Но почему я никогда еще не читал этих слов?
Должно быть, через эти полгода небесный вестник вот так напомнил мне о моем решении.
Храм, однако, был и вправду заперт – до выходных. А за озером сиял белый монастырь, откуда я только что вернулся с экскурсии, и добраться до него можно было только на такси или же пешком по длинной и извилистой лесной дороге. От меня требовался не очень великий, но подвиг: наутро повторить тот же путь, что накануне, чего я отроду не терпел.
Но ангел из-за озера звал. И первого июля, в день Боголюбской иконы Божией Матери, меня вместе с несколькими верещавшими грудничками крестили в монастыре. Тоже посвященном Небесной Заступнице. У синего-синего озера.
Вот так осуществилось заветное желание «деточки»: чтоб непременно в необычном, особенном месте. «Даст ти Господь по сердцу твоему»…
Позапрошлым летом в наш храм нежданно пришел Боря, сильно пожилой, но очень активный товарищ. Зная его по многим путешествиям, где он вроде бы не был замечен в большой ревности к церковной службе, можно было и подивиться такому гостю. Оказывается, он искал меня, чтобы подарить свежие фотокарточки из своей поездки в тот приозерный монастырь Царицы Небесной, где десять лет назад крестили меня. О своем крещенье в этом сказочном месте я за эти годы прожужжал уши, кажется, всем на свете, и Борино желание порадовать меня было понятным. Одного не знал Боря — что визит свой он нанес мне на Боголюбскую, первого июля, и как раз в те минуты, когда я собирался выходить с миром, причастившись Святых Христовых Таин.
Кто привел Борю именно в этот день?
Кстати. Из храма, где я нашел братьев и сестер и узнал общинную жизнь, я однажды пытался убежать. Навсегда. Это только у наемников, работающих ради мзды, – хоть и не бывает в Церкви больших зарплат, почти никогда! – нет искушений. В общем, пережив со своей общиной одну Пасху Христову, я почувствовал, что мне здесь по некоторым веским причинам невмоготу, и с «благословения» отца настоятеля – приличествовавших случаю слов вроде «скатертью дорога» – вновь на целое лето ударился в странствия. Даже прибился как будто к одному уютному московскому приходу.

++++

◆ Задание 1
Пожалуйста, перепечатайте часть отрывка, начиная со слов «Кстати. Из храма, где» и далее до слов «уютному московскому приходу.».
◆ Задание 2
Что, согласно отрывку, Боря хотел подарить, когда пришел в храм?
Данные никак не связаны с этим отрывком.

◆ Собранные данные
++++

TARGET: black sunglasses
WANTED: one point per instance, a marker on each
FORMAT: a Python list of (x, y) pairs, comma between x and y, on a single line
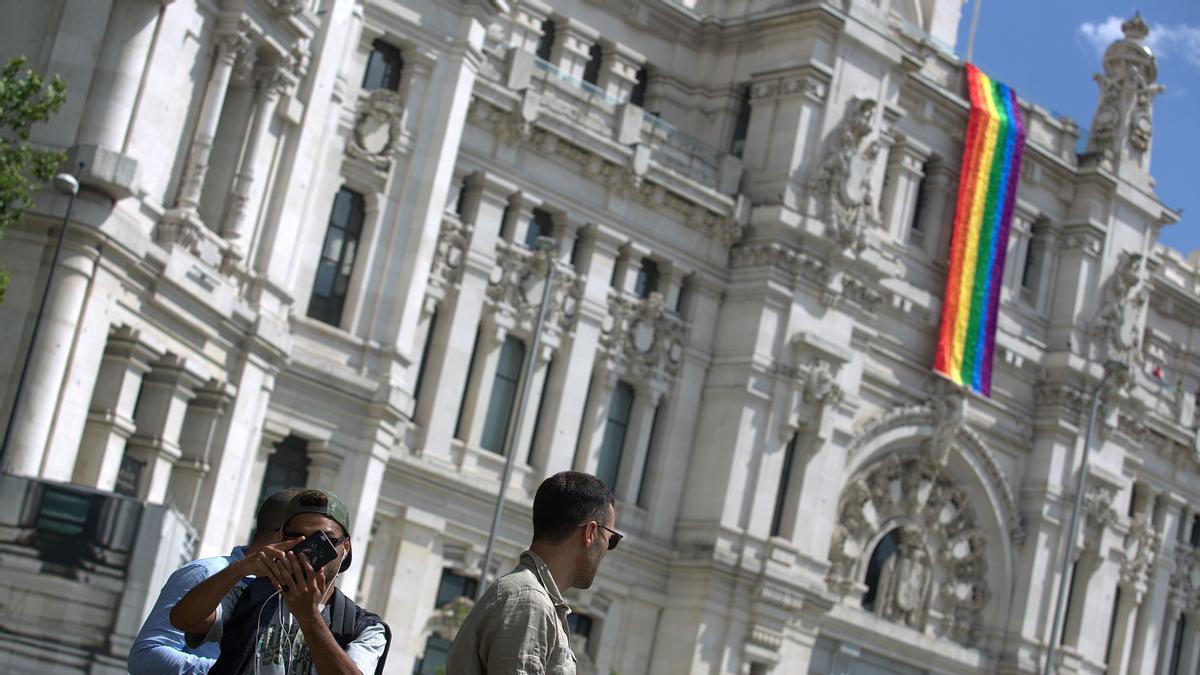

++++

◆ Ответ 1
Кстати. Из храма, где я нашел братьев и сестер и узнал общинную жизнь, я однажды пытался убежать. Навсегда. Это только у наемников, работающих ради мзды, – хоть и не бывает в Церкви больших зарплат, почти никогда! – нет искушений. В общем, пережив со своей общиной одну Пасху Христову, я почувствовал, что мне здесь по некоторым веским причинам невмоготу, и с «благословения» отца настоятеля – приличествовавших случаю слов вроде «скатертью дорога» – вновь на целое лето ударился в странствия. Даже прибился как будто к одному уютному московскому приходу.

◆ Ответ 2
Свежие фотокарточки из своей поездки в приозерный монастырь Царицы Небесной.